Page extract –
-- Start --

Should be "and Multicast", surely?

### Section 2, orphan terms

In the terminology section, these terms are defined but never used:
  - BD
  - NDF
  - BDF
  - Ethernet A-D per ES route
  - ISID
  - MAC-VRF

And these terms are defined but never used outside the Abstract and
Introduction where they're already defined in-line (thanks for that) so they're
also not needed:
  - BUM
  - ESI

### Section 4.1, need forward reference to Section 4.3 about DP bit

In 4.1(e) where you discuss the use of the DP bit, I strongly suggest that you
add a forward reference to Section 4.3 since it's not possible to understand
the use of the DP bit until you walk through the fact that it's going to be
twiddled dynamically to effect the desired behavior.

### General, need an overview somewhere early on; Introduction feels unfinished

I would have been spared a lot of confusion if there had been a brief overview
early on so that I didn't keep hitting surprises. Now that I look at it, the
Introduction seems unfinished, with only the problem statement and
requirements. The natural thing would be to add a Section 1.3, Solution
Overview, that presents just the bare bones outline of the solution, something
like:

1.3. Solution Overview

        To provide a solution that satisfies the above requirements, we
        introduce two new DF Algorithms that can be advertised in the DF
        Election Extended Community [Section 3]. Carried with the new DF
        Election Extended Community variants are a DF election preference
        advertised for each PE, that influences which PE will become DF
        [Section 4.1]. The advertised DF election preference can dynamically
        vary from the administratively configured preference to provide
        non-revertive behavior [Section 4.3].

        An optional solution is discussed in [Section 4.2], for use in Ethernet
        segments that support large numbers of Ethernet Tags and therefore need
        to balance load among multiple DFs.

Feel free to use any of that, or not, as you see fit.

### Section 4.3, why is highest-preference more complex than lowest-preference?

In the paragraph right before point (1), you have, "The procedure is described
assuming Highest-Preference Algorithm in the Ethernet Segment, where local
policy overrides the tie-breaker for a given Ethernet Tag, since this is the
most complex case."

I don't see why highest-preference is any more complex than lowest-preference?

### Section 4.3, algorithm is strangely specified

In point 5, you specify picking *two* reference-PEs, both a Highest-PE and a
Lowest-PE:

       *  Select two "reference-PEs" among the Ethernet Segment routes
          in the virtual Ethernet Segment, the "Highest-PE" and the
          "Lowest-PE":

[and so on]

But then in the paragraph right after point (6), you say

   If the Ethernet Segment uses Highest-Preference Algorithm (for all
   the Ethernet Tags, no local policy), the PEs only need to select the
   "Highest-PE" as the "reference-PE" (i.e., no need to select the
   "Lowest-PE").  If the Ethernet Segment uses Lowest-Preference
   Algorithm for all the Ethernet Tags, the PEs only need to select the
   "Lowest-PE" as the "reference-PE".  The rest of the procedure remains
   the same.

-- End --

Records supplied –
-- Start --

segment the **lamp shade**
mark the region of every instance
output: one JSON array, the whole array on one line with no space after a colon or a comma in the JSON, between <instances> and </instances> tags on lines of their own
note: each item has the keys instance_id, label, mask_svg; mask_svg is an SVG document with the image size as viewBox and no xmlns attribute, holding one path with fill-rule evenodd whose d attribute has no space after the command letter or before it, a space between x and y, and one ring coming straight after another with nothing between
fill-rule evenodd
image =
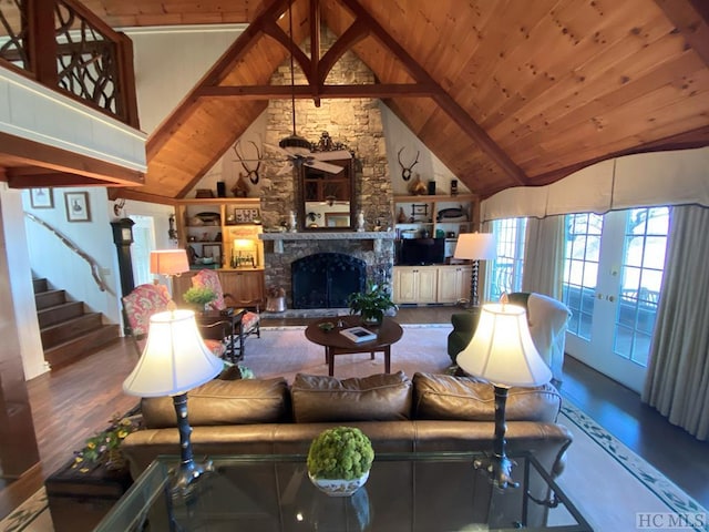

-- End --

Written exercise 1 – Please copy the review comments word for word from "1.3. Solution Overview" to "behavior [Section 4.3].".
Written exercise 2 – What new section does the reviewer suggest adding to the Introduction in the review comments?
Written exercise 3 – Go on with the review comments, starting after their last sentence.

Task answer 1 –
1.3. Solution Overview

        To provide a solution that satisfies the above requirements, we
        introduce two new DF Algorithms that can be advertised in the DF
        Election Extended Community [Section 3]. Carried with the new DF
        Election Extended Community variants are a DF election preference
        advertised for each PE, that influences which PE will become DF
        [Section 4.1]. The advertised DF election preference can dynamically
        vary from the administratively configured preference to provide
        non-revertive behavior [Section 4.3].

Task answer 2 – A Section 1.3, titled "Solution Overview."

Task answer 3 –
While it's possible to patch together a coherent algorithm after considering
all this, I can't imagine why you trick the reader by telling them to pick
both, but then at the end saying "ha ha, I was only joking, you need just one".
The more straightforward approach, IMO, would be something like this:

OLD:
       *  Select two "reference-PEs" among the Ethernet Segment routes
          in the virtual Ethernet Segment, the "Highest-PE" and the
          "Lowest-PE":

NEW:
       *  Select a "reference-PE" among the Ethernet Segment routes
          in the virtual Ethernet Segment. If the Ethernet Segment uses
          the Highest-Preference algorithm, select a "Highest-PE". If it
          uses the Lowest-Preference algorithm, select a "Lowest-PE", as
          follows:

Or perhaps (since in my suggested text I elided the "no local policy" stuff)
that's the hint for me about why you did it that way. But I think this can
still be done in line, and more clearly, as in:

NEW2:
       *  Select a "reference-PE" among the Ethernet Segment routes
          in the virtual Ethernet Segment. If the Ethernet Segment uses
          the Highest-Preference algorithm, select a "Highest-PE". If it
          uses the Lowest-Preference algorithm, select a "Lowest-PE". If
          some more complex local policy is in use, as discussed in
          [Section 4.2], it may be necessary to select both a Highest-PE
          and a Lowest-PE. They are selected as follows:

And then get rid of the paragraph following (6).

### Section 5, attacker can force revertive behavior

I wasn't going to mention this, but since you point to the non-revertive
behavior as a security benefit (I agree), I think you also have to consider
that an attacker who gets access to the configuration of a PE in the Ethernet
Segment will be able to easily disable non-revertive behavior, by advertising a
conflicting DF election algorithm and thereby forcing fallback to the Default
algorithm.

## NITS

- s/candidate lits/candidate list/
- s/The existence of both provide/The existence of both provides/

## Notes

This review is in the ["IETF Comments" Markdown format][ICMF], You can use the
[`ietf-comments` tool][ICT] to automatically convert this review into
individual GitHub issues.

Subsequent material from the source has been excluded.